### [Entries]
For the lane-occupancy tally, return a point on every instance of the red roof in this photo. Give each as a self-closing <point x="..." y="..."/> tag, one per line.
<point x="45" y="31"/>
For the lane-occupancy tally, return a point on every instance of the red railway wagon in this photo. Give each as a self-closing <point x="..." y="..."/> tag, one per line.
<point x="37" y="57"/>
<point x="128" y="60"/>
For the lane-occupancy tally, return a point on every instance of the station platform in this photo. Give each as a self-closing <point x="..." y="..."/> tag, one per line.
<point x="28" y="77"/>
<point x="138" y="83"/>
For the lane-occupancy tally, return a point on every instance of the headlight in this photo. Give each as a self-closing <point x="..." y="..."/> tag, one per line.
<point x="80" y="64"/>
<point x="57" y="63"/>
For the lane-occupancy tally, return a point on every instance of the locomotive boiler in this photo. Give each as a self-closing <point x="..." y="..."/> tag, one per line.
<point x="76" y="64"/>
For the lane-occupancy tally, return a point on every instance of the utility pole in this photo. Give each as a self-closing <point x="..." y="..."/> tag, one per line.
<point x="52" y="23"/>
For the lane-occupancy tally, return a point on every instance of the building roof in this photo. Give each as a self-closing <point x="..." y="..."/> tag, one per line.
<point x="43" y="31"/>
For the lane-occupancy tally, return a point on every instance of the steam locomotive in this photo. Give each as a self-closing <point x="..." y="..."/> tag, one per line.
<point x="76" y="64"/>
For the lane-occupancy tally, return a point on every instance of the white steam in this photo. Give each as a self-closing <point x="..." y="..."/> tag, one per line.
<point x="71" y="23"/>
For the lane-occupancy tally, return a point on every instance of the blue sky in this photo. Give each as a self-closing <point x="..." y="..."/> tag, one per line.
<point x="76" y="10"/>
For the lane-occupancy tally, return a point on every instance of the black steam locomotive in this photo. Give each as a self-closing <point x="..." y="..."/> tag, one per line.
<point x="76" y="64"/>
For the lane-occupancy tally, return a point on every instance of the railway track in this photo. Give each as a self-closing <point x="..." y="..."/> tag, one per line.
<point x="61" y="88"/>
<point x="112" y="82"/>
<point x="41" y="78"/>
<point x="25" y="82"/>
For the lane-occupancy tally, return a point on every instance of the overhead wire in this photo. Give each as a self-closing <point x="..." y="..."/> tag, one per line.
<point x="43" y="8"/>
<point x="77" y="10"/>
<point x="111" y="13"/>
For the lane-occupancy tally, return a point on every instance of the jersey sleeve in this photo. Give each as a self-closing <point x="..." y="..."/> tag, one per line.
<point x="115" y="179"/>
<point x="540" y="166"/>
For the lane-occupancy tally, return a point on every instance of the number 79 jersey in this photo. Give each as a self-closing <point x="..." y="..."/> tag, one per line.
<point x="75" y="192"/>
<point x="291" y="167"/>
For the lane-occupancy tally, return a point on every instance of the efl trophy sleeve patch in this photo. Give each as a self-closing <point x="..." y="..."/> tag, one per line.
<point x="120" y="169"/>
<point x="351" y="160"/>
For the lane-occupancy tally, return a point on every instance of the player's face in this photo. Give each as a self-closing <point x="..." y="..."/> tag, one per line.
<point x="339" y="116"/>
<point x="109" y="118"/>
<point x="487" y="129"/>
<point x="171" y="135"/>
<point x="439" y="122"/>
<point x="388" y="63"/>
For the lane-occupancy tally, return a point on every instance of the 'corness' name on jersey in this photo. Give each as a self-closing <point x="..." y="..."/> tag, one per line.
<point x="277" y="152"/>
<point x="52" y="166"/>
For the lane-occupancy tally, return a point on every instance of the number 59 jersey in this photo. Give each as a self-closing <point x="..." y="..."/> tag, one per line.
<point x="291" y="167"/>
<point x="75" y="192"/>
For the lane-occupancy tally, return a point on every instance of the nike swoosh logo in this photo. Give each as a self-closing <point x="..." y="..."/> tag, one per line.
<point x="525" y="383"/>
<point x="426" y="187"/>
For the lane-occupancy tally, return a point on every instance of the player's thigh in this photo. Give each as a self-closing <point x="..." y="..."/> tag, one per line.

### [Given exercise]
Reproduce every line of the data verbatim.

### [Worked solution]
For the lane-occupancy tally, return a point on every instance of the red roof in this photo. Give each as a self-closing <point x="..." y="..."/> tag, one per line.
<point x="45" y="31"/>
For the lane-occupancy tally, return a point on every instance of the red railway wagon in this photo. Give each as a self-closing <point x="..." y="..."/> tag, one per line.
<point x="37" y="57"/>
<point x="128" y="60"/>
For the lane-occupancy tally, return a point on every instance of the station platform in this photo. Give each as a self-closing <point x="..." y="..."/> tag, one per line.
<point x="28" y="77"/>
<point x="138" y="83"/>
For the lane-occupancy tally, return a point on every instance of the headlight in this photo. Give each as a self-closing <point x="..." y="..."/> tag, one per line.
<point x="80" y="64"/>
<point x="57" y="63"/>
For the lane-occupancy tally, return a point on every instance of the locomotive boiler in this photo. Give each as a self-closing <point x="..." y="..."/> tag, one per line.
<point x="76" y="64"/>
For the lane-occupancy tally, return a point on every instance of the utility pole in this photo. Give each as a self-closing <point x="..." y="..."/> tag, one per line.
<point x="52" y="23"/>
For the lane-occupancy tally, return a point on every instance of the building roof in this photo. Give each as a self-closing <point x="..." y="..."/> tag, one per line.
<point x="43" y="31"/>
For the lane-occupancy tally, return a point on every instance of the steam locomotive in this photo. Give each as a self-closing <point x="..." y="..."/> tag, one per line.
<point x="76" y="64"/>
For the lane-occupancy tally, return a point on every instance of the white steam in this photo. Give each as a self-closing <point x="..." y="..."/> tag, one per line.
<point x="71" y="23"/>
For the lane-occupancy tally, return a point on every instance of the blue sky in this photo. Give each as a self-closing <point x="..." y="..."/> tag, one per line.
<point x="76" y="10"/>
For the lane-occupancy tally, return a point on every instance of the black steam locomotive in this photo. Give each as a self-closing <point x="..." y="..."/> tag, one per line.
<point x="76" y="64"/>
For the lane-occupancy tally, return a point on every instance of the railway track in this photo. Give each as a self-closing <point x="..." y="..."/> tag, one per line.
<point x="61" y="88"/>
<point x="112" y="82"/>
<point x="41" y="78"/>
<point x="25" y="82"/>
For the lane-occupancy tally, return a point on every instance of the overhead wire in this photo. Give each as a self-closing <point x="..." y="..."/> tag, one per line.
<point x="43" y="8"/>
<point x="77" y="10"/>
<point x="111" y="13"/>
For the lane-occupancy tally, return a point on every instance of the jersey sleeve in this photo. Give each as a self-closing <point x="..." y="..."/> tag, one per line.
<point x="115" y="179"/>
<point x="540" y="166"/>
For the lane-occupancy tally, return a point on every instance of the number 79 jersey in this photo. Give each as a self-closing <point x="..." y="..."/> tag, one per line.
<point x="75" y="192"/>
<point x="291" y="167"/>
For the lane-occupancy tally, return a point on every instance of the efl trophy sleeve patch in this photo. Give each as a self-closing <point x="..." y="..."/> tag, one per line.
<point x="120" y="169"/>
<point x="351" y="160"/>
For the lane-occupancy tally, return a point on every instance of the player's face in this photo. Give each as a self-closing <point x="..." y="..."/> tag, one per line.
<point x="339" y="116"/>
<point x="109" y="118"/>
<point x="487" y="129"/>
<point x="171" y="135"/>
<point x="439" y="122"/>
<point x="388" y="63"/>
For the lane-occupancy tally, return a point on every instance of the 'corness' name on jersey in this photo. Give each as a self-closing <point x="..." y="..."/> tag, one per line.
<point x="277" y="152"/>
<point x="52" y="166"/>
For the lane-occupancy tally, return a point on every instance of the number 59 jersey in this photo. Give each as a self-closing <point x="..." y="..."/> tag, one per line.
<point x="291" y="167"/>
<point x="75" y="192"/>
For the lane-occupancy tally, return a point on every instance of the nike swoosh logo in this photo. Give each as a self-closing <point x="..." y="..."/> tag, one per line.
<point x="525" y="383"/>
<point x="426" y="187"/>
For the lane-occupancy tally, return a point on every instance of the player's thigh in this photo. Give each as a self-closing <point x="..." y="..."/> tag, one per line.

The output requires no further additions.